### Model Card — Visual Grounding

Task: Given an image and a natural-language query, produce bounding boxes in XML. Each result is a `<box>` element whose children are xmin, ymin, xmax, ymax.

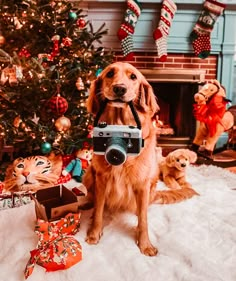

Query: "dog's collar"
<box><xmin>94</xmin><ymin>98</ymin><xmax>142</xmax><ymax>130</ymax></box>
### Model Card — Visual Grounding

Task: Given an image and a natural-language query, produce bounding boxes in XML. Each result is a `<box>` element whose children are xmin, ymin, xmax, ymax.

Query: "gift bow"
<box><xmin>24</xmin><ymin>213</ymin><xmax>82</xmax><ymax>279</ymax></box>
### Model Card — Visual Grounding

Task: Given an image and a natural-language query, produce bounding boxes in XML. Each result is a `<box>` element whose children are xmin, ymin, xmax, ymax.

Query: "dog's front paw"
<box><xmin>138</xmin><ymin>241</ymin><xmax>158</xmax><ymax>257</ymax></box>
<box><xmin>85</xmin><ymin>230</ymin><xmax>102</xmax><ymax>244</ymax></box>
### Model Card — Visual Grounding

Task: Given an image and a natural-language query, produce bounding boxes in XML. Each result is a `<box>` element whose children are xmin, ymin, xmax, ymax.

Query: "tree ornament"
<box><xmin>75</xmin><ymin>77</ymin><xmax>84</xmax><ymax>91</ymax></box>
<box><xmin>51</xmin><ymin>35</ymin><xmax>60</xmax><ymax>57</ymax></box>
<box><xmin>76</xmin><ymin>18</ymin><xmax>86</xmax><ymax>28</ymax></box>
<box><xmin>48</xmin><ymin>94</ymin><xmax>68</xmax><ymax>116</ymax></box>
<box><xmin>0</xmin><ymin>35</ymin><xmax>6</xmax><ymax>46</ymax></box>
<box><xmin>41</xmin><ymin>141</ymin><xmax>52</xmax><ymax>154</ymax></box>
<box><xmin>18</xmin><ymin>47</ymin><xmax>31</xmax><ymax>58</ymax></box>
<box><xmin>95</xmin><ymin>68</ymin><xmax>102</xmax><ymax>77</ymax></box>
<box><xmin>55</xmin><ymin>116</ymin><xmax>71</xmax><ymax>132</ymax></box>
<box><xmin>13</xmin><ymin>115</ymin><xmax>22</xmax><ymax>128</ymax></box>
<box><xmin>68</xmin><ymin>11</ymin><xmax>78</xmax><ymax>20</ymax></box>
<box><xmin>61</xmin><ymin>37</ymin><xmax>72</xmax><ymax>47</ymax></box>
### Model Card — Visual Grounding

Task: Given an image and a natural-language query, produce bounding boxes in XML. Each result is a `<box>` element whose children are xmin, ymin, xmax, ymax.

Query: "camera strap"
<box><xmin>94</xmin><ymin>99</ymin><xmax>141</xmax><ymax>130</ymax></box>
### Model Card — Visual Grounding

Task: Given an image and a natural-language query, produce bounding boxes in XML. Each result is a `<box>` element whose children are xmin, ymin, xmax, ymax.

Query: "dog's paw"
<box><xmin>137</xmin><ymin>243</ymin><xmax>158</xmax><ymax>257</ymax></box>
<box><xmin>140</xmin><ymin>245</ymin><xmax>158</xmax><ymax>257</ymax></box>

- - - - -

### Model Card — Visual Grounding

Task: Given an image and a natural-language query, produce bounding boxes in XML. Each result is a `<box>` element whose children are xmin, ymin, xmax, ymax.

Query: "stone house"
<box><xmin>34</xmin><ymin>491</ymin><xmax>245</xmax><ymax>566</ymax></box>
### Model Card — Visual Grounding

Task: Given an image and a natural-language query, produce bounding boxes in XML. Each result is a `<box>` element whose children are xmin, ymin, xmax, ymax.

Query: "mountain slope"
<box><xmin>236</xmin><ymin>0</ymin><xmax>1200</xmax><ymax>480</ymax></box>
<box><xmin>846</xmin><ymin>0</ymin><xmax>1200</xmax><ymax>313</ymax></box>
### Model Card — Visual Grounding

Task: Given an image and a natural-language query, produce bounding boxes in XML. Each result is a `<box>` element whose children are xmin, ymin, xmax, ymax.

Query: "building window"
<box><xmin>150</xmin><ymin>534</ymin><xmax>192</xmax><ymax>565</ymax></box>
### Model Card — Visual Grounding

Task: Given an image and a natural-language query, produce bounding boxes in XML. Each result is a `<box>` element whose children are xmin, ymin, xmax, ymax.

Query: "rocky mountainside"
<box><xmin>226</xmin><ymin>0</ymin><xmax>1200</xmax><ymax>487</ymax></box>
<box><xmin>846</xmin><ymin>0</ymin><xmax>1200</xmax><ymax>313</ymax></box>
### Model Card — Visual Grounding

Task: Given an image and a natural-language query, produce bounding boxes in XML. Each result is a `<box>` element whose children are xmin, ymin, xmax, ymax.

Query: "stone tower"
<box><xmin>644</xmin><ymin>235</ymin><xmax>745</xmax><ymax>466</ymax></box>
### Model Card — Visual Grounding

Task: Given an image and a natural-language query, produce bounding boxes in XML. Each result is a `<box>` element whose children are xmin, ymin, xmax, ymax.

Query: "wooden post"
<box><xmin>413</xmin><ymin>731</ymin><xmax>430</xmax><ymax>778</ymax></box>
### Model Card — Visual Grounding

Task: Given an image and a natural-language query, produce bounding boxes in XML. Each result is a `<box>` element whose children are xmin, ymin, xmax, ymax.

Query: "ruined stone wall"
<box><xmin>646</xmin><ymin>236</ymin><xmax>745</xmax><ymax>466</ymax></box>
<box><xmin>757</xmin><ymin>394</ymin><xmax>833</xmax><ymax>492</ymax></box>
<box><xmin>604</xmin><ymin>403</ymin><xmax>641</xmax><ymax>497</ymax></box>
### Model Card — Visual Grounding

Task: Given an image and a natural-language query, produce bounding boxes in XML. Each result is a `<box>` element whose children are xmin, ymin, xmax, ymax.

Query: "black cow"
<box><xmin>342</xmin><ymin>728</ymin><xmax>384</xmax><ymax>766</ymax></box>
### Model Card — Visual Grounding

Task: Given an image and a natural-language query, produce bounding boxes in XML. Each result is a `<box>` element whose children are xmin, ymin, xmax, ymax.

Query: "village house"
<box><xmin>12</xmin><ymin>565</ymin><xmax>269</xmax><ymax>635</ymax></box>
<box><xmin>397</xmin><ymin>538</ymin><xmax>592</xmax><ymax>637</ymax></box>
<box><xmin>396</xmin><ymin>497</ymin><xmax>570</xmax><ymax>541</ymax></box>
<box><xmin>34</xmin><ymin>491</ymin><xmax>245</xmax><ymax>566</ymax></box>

- - - - -

Liste, copiándolas tal cual, todas las líneas de los datos anteriores en las que aparezca la palabra «house».

Query: "stone house"
Query: "village house"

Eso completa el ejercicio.